• [How to complete this task]
Your answer must be the full listing below, restated word for word, with no pictures in it.

• [Exercise inputs]

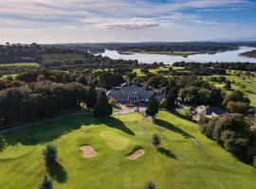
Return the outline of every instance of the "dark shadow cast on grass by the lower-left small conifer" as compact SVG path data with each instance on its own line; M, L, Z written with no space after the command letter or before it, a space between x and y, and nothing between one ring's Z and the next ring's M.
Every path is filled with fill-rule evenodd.
M58 162L47 164L46 171L53 180L60 183L64 183L67 180L67 173L63 165Z

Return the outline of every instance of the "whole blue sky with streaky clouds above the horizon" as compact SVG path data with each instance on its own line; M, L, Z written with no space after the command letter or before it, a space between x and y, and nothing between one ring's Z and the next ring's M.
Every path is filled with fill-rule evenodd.
M0 43L256 37L256 0L1 0Z

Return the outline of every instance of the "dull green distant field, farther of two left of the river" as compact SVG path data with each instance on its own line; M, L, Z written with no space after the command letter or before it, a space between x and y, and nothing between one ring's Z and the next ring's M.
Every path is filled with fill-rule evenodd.
M43 62L48 63L52 61L64 61L64 60L83 60L84 56L81 54L75 54L75 53L67 53L67 54L44 54L43 56Z

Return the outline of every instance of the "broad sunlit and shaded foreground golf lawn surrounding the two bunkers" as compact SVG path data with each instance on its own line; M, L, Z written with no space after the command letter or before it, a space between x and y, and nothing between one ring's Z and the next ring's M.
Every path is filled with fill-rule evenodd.
M161 111L156 118L161 127L138 113L103 120L67 116L2 135L0 188L37 188L46 173L42 158L46 142L59 150L59 164L48 170L55 189L141 189L146 180L154 180L159 189L256 188L256 170L202 135L196 124L169 112ZM150 144L155 132L162 139L163 153ZM83 145L93 146L97 156L84 158L79 149ZM137 146L145 154L128 160L127 154Z

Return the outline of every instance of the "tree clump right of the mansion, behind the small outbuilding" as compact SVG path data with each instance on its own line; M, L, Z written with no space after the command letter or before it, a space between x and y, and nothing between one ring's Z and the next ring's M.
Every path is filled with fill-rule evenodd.
M145 77L147 78L148 76L150 74ZM171 112L176 107L177 99L187 104L221 106L225 97L221 89L214 87L206 80L194 76L171 77L167 79L160 75L154 75L148 78L148 84L166 94L166 98L161 101L160 105ZM227 96L226 99L228 98Z

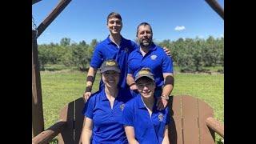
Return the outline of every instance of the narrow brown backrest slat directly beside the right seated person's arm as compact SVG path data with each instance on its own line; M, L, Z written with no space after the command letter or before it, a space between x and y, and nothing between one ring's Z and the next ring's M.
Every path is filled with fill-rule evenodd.
M182 97L171 96L169 101L170 125L169 139L170 143L182 144Z

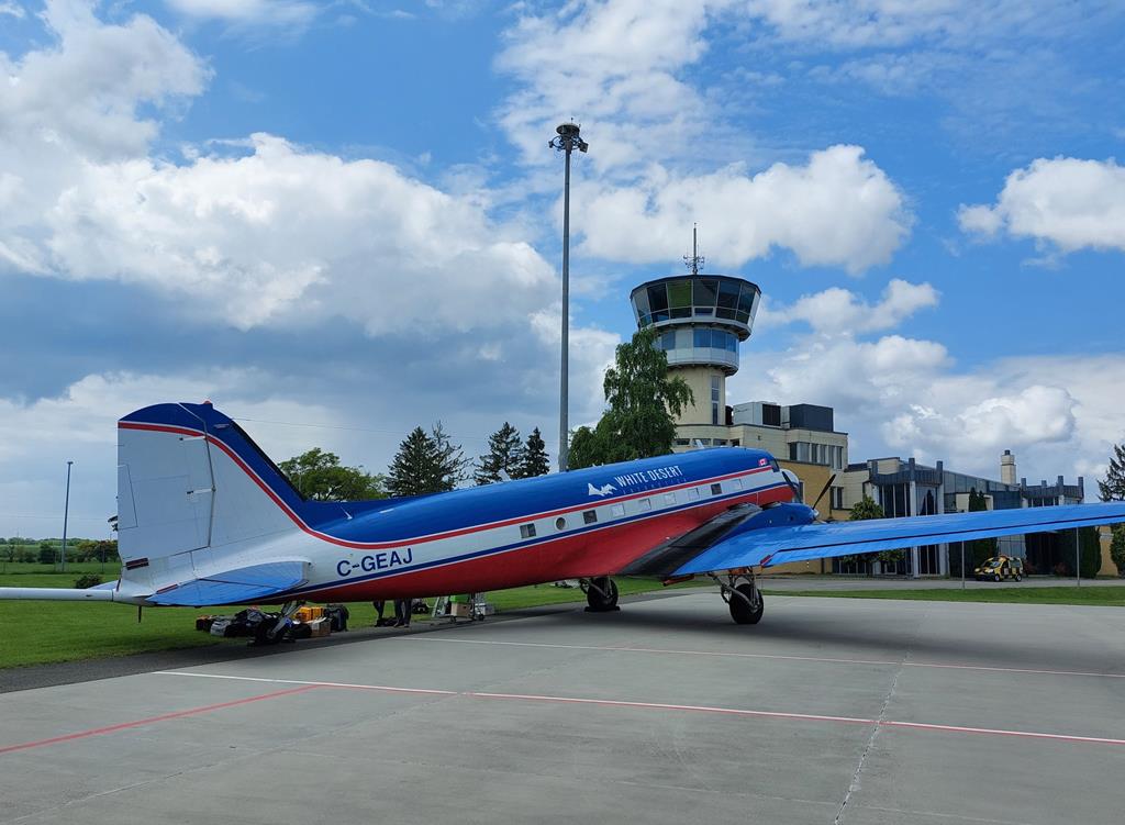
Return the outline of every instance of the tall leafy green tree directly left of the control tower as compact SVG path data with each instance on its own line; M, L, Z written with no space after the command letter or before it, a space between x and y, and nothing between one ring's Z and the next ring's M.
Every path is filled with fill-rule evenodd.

• [The completed task]
Return the outline of every instance of the "dark shadow cast on grass by the lower-left small conifer" as compact SVG path data with each instance on its own line; M, L, Z written with no space after the command letter or before it, a space between x and y, and nothing between one ring's Z and the next ring's M.
Every path is filled with fill-rule evenodd.
M58 162L47 164L46 171L53 180L60 183L64 183L67 180L67 173L63 165Z

Return the outline of every instance of the "whole blue sky with streaky clouds above the horizon" as compact SVG path data with each instance on its own line; M, L, Z written with no space after the command letter or before it, a space between x and y, and nothing between one ring's Z and the next ring's M.
Every path is filled with fill-rule evenodd.
M0 43L256 37L256 0L1 0Z

Return the outline of every instance of the "dull green distant field, farther of two left of the river" as compact SVG path data with each instance on its own line; M, L, Z written with no space after the command letter or before it, a space between x and y, and nothing between one ring's Z and the next ring's M.
Every path is filled with fill-rule evenodd.
M43 62L48 63L52 61L64 61L64 60L83 60L84 56L81 54L75 54L75 53L67 53L67 54L44 54L43 56Z

Return the outline of every instance of the "broad sunlit and shaded foreground golf lawn surrounding the two bunkers" as compact SVG path data with each instance on its own line; M, L, Z written with no space after the command letter or before it, a space between x and y, and nothing between one ring's Z and the next ring's M.
Every path is filled with fill-rule evenodd.
M161 111L156 118L161 127L138 113L103 120L67 116L2 135L0 188L37 188L46 173L42 158L46 142L59 150L59 164L48 170L55 189L141 189L146 180L154 180L159 189L256 188L256 170L202 135L196 124L169 112ZM150 144L155 132L162 139L163 153ZM83 145L93 146L97 156L84 158L79 149ZM137 146L145 154L128 160L127 154Z

Return the outline of every instance of the "tree clump right of the mansion, behind the small outbuilding" as compact SVG path data with each instance on its own line; M, L, Z written with no space after the command letter or before it, a space between x and y, and nothing between one ring's Z and the next ring's M.
Every path is filled with fill-rule evenodd.
M145 77L147 78L148 76L150 74ZM171 112L176 107L177 99L187 104L221 106L225 97L221 89L214 87L206 80L194 76L171 77L167 79L160 75L154 75L148 78L148 84L166 94L166 98L161 101L160 105ZM227 96L226 99L228 98Z

Return the outline of every instance of the narrow brown backrest slat directly beside the right seated person's arm as compact SVG path data with each instance on its own line; M, L, Z written with no space after the command letter or before it, a space between x and y, and nothing between one ring's Z and the next ring's M.
Every path is filled with fill-rule evenodd.
M182 97L171 96L169 101L170 125L169 139L170 143L182 144Z

Return the outline of every instance of the tall leafy green tree directly left of the control tower as compact SVG path data with each instance on its own line; M, L, Z written with no space after the command letter or before it, a space between x and y, and nothing between one ring's Z and the next ring's M.
Every path is filled with fill-rule evenodd.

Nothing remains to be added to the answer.